### THE REQUEST:
Pick out every line of the data below that contains the word "capped", and copy each of those lines unchanged.

### RECORDS PROVIDED:
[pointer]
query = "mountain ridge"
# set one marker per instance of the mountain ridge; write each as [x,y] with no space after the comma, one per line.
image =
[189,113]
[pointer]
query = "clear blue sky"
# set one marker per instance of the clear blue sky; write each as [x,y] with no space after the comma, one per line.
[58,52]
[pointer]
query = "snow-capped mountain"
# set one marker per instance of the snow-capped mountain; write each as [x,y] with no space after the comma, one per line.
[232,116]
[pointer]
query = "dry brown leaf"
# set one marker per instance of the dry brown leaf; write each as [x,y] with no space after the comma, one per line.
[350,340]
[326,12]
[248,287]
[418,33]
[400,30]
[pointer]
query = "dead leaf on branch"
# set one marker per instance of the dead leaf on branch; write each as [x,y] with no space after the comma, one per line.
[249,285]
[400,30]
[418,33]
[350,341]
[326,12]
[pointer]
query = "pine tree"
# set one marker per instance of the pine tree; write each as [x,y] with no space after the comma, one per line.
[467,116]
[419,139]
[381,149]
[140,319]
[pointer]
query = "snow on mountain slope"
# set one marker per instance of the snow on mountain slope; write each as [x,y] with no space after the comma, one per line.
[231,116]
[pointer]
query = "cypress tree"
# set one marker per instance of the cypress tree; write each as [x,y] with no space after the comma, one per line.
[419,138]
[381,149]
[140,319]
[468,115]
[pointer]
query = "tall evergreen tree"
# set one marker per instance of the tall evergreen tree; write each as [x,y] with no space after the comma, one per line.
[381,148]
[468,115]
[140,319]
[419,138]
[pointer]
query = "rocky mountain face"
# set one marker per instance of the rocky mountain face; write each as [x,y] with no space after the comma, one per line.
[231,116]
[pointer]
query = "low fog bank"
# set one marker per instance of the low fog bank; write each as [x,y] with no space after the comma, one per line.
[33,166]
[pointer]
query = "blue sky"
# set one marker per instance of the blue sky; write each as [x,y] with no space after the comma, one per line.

### RESULT OF THIS EXERCISE:
query = "snow-capped mountain"
# set one marker per instance of the snow-capped mountain; write each as [x,y] with no space after the comma, one per line.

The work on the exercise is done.